[Position identification records]
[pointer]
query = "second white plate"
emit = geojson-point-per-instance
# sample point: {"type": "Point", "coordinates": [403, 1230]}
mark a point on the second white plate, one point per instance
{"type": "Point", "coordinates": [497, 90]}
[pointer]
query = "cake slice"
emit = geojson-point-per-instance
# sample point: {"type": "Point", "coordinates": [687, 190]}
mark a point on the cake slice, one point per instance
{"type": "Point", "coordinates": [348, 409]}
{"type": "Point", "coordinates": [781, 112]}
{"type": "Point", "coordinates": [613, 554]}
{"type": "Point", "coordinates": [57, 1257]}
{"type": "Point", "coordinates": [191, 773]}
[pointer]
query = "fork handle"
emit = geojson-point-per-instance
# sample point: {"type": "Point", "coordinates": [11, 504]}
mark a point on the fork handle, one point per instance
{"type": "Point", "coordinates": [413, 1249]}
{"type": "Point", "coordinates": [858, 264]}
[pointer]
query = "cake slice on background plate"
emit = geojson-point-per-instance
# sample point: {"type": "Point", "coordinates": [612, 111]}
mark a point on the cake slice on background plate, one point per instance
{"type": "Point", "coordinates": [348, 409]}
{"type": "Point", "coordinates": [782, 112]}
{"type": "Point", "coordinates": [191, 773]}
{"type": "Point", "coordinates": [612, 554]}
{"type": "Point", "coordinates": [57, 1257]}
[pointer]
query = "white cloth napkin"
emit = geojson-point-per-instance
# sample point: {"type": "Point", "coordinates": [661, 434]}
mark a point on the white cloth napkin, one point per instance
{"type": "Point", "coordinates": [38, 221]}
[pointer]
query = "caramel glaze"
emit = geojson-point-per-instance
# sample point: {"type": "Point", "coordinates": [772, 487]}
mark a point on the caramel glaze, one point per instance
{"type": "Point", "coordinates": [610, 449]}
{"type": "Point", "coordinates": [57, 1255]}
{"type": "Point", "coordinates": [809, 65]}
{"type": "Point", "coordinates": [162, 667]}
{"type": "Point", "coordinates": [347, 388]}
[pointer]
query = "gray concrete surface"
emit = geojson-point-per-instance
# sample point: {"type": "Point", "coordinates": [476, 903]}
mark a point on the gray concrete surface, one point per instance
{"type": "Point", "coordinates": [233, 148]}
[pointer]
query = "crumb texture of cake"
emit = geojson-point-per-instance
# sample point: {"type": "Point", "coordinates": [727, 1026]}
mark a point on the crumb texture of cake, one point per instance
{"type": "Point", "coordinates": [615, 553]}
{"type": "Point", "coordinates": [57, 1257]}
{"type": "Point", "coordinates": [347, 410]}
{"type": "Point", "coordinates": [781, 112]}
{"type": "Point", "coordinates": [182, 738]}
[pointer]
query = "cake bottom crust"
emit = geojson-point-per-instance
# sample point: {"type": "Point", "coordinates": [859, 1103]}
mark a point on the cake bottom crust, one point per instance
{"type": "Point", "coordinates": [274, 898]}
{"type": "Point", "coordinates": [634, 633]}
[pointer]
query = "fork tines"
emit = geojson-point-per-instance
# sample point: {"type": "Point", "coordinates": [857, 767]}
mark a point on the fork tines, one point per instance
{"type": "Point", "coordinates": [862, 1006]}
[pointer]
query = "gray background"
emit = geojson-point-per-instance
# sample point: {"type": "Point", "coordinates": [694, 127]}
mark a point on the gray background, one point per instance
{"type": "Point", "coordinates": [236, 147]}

> **To do**
Write out every entry exactly as given.

> **Correct response**
[pointer]
query = "second white plate"
emit = geojson-point-per-instance
# sample point: {"type": "Point", "coordinates": [403, 1230]}
mark a point on the second white plate, one point per instance
{"type": "Point", "coordinates": [497, 90]}
[pointer]
query = "cake slice"
emit = geojson-point-per-instance
# sample point: {"type": "Point", "coordinates": [687, 190]}
mark a point on the cake slice, one point per instance
{"type": "Point", "coordinates": [348, 409]}
{"type": "Point", "coordinates": [781, 112]}
{"type": "Point", "coordinates": [613, 554]}
{"type": "Point", "coordinates": [57, 1257]}
{"type": "Point", "coordinates": [191, 773]}
[pointer]
query = "fork handle"
emit = geojson-point-per-instance
# sample point: {"type": "Point", "coordinates": [11, 504]}
mark a point on the fork handle, one point per instance
{"type": "Point", "coordinates": [413, 1249]}
{"type": "Point", "coordinates": [858, 264]}
[pointer]
query = "cake slice on background plate"
emit = geojson-point-per-instance
# sample point: {"type": "Point", "coordinates": [612, 111]}
mark a point on the cake slice on background plate, one point per instance
{"type": "Point", "coordinates": [348, 409]}
{"type": "Point", "coordinates": [782, 112]}
{"type": "Point", "coordinates": [191, 773]}
{"type": "Point", "coordinates": [612, 554]}
{"type": "Point", "coordinates": [57, 1257]}
[pointer]
query = "white cloth napkin"
emit = geojson-point-per-instance
# sample point: {"type": "Point", "coordinates": [661, 434]}
mark a point on the white cloth napkin, one point per instance
{"type": "Point", "coordinates": [38, 221]}
[pointer]
query = "caramel glaze"
emit = geojson-point-per-instance
# sample point: {"type": "Point", "coordinates": [772, 487]}
mark a point on the caramel glaze, one point per instance
{"type": "Point", "coordinates": [610, 449]}
{"type": "Point", "coordinates": [57, 1255]}
{"type": "Point", "coordinates": [809, 65]}
{"type": "Point", "coordinates": [162, 667]}
{"type": "Point", "coordinates": [347, 388]}
[pointer]
query = "gray concrete surface"
emit = geojson-point-per-instance
# sample point: {"type": "Point", "coordinates": [476, 903]}
mark a point on the gray concrete surface, one point per instance
{"type": "Point", "coordinates": [233, 148]}
[pointer]
query = "crumb texture of cake"
emit = geojson-point-per-instance
# sample point: {"type": "Point", "coordinates": [727, 1026]}
mark a point on the crumb texture of cake, one point per instance
{"type": "Point", "coordinates": [615, 553]}
{"type": "Point", "coordinates": [57, 1257]}
{"type": "Point", "coordinates": [347, 410]}
{"type": "Point", "coordinates": [781, 112]}
{"type": "Point", "coordinates": [182, 738]}
[pointer]
query = "cake bottom crust"
emit = geojson-point-per-instance
# sample point: {"type": "Point", "coordinates": [859, 1103]}
mark a point on the cake bottom crust, one point per instance
{"type": "Point", "coordinates": [274, 898]}
{"type": "Point", "coordinates": [634, 633]}
[pointer]
query = "fork tines"
emit = geojson-point-per-instance
# sample point: {"type": "Point", "coordinates": [857, 767]}
mark a point on the fork tines, one point per instance
{"type": "Point", "coordinates": [862, 1006]}
[pointer]
query = "gray background"
emit = geojson-point-per-instance
# sample point: {"type": "Point", "coordinates": [694, 127]}
mark a point on the gray background, one point per instance
{"type": "Point", "coordinates": [236, 147]}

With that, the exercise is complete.